§ AIM OF THE TASK:
Reproduce verbatim the rows below, starting at the line containing "Exercise. Identify every instance of the yellow" and ending with the last row, both ends included.

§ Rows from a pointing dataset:
= = = =

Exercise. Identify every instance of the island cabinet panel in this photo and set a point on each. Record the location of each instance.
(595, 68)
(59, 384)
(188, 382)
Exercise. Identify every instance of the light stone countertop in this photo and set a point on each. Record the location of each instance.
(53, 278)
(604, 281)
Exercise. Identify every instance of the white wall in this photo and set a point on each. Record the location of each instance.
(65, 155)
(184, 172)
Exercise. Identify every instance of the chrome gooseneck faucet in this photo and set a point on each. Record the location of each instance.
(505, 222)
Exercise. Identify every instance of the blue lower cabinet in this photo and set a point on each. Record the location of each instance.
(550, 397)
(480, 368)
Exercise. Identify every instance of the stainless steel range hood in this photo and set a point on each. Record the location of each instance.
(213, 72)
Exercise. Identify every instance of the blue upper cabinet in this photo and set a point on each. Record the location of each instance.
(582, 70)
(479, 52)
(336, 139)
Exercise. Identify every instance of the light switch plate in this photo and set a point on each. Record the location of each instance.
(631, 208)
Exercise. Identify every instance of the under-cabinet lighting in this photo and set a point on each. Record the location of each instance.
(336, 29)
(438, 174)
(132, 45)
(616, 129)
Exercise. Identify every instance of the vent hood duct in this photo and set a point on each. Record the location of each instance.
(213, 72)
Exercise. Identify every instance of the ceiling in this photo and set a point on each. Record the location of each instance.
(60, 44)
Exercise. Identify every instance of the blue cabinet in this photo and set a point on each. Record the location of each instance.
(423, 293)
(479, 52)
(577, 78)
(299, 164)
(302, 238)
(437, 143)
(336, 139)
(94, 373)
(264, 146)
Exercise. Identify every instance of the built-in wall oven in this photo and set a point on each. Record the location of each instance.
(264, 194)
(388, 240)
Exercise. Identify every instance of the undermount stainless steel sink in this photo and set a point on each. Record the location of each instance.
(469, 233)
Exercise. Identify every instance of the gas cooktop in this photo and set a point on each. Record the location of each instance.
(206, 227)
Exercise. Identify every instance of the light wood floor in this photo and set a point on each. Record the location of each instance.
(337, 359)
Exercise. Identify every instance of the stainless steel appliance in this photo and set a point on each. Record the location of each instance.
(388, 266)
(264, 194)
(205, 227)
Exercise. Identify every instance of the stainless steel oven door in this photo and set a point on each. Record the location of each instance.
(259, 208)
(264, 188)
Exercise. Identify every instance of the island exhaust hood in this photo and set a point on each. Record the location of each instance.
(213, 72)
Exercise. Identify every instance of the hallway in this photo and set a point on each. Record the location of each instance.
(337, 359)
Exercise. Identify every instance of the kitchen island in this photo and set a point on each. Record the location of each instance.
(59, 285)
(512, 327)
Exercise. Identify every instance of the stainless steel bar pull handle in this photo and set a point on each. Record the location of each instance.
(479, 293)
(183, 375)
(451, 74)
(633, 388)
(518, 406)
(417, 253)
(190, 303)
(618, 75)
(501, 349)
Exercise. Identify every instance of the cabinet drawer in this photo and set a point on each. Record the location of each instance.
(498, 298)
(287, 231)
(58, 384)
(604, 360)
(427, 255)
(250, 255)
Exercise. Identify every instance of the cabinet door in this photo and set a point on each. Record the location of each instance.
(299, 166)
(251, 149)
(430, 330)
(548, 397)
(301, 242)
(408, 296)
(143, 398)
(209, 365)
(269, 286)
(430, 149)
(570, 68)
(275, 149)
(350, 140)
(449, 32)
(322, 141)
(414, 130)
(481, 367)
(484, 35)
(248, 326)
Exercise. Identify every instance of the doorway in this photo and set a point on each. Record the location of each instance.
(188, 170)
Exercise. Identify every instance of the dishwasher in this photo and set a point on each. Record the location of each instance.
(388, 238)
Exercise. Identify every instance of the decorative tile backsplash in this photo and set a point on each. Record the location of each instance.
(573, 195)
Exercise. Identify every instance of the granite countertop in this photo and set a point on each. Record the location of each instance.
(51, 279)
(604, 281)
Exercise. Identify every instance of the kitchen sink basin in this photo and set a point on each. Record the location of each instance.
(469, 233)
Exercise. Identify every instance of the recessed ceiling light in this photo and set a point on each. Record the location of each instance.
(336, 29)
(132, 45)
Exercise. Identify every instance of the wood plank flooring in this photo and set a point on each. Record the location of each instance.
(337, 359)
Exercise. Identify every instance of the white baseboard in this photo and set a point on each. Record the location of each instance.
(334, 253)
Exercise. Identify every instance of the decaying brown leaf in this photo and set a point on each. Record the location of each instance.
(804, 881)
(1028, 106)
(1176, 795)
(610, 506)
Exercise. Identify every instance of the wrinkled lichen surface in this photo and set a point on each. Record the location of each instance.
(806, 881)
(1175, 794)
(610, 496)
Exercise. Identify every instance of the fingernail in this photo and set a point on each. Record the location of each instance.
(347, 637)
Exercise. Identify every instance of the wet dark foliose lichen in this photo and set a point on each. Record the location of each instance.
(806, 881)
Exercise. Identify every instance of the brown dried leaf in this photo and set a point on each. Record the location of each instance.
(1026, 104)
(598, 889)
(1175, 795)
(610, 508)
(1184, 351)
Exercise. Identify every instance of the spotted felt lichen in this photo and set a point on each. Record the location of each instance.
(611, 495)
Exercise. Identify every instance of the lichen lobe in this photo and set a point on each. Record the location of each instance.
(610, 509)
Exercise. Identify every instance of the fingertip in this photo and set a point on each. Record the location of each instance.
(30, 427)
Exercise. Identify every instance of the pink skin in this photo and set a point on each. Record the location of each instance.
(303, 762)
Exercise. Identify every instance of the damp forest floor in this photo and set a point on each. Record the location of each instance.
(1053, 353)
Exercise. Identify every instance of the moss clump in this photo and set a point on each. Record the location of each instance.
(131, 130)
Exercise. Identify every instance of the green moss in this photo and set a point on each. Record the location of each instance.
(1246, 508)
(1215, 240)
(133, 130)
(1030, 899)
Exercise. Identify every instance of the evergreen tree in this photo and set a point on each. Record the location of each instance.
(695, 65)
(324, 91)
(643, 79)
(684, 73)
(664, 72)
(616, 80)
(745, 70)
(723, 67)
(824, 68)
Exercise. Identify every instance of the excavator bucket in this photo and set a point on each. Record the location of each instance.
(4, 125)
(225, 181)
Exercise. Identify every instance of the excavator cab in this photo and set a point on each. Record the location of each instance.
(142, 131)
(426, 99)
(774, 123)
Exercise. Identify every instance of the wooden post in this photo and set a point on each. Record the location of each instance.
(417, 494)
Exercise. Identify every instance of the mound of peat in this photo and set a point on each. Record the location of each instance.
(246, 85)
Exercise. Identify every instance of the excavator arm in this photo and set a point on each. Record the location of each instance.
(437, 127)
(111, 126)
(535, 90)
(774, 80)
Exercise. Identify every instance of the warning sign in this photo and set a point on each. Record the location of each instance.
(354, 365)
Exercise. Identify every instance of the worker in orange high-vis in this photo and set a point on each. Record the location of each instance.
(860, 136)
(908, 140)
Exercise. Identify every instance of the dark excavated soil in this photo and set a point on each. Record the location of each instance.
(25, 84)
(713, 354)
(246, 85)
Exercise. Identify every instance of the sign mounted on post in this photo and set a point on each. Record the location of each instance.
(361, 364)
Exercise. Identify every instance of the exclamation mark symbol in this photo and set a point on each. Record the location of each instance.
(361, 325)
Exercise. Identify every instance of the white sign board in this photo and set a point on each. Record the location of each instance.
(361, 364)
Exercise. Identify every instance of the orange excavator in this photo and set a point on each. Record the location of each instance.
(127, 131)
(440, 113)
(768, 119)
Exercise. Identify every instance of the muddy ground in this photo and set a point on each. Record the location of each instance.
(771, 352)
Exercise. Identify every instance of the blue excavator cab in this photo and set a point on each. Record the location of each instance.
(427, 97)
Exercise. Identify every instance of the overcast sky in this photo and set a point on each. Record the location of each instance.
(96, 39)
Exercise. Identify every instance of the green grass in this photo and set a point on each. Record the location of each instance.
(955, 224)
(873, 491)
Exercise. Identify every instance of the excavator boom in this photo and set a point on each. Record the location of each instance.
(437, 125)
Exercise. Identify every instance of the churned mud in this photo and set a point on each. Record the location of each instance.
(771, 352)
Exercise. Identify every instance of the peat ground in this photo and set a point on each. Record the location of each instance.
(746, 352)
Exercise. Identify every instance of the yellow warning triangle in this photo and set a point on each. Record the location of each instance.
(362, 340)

= = = =

§ THE ANSWER:
Exercise. Identify every instance of the yellow warning triangle in this photo and set a point on each. Record the location of each instance.
(362, 340)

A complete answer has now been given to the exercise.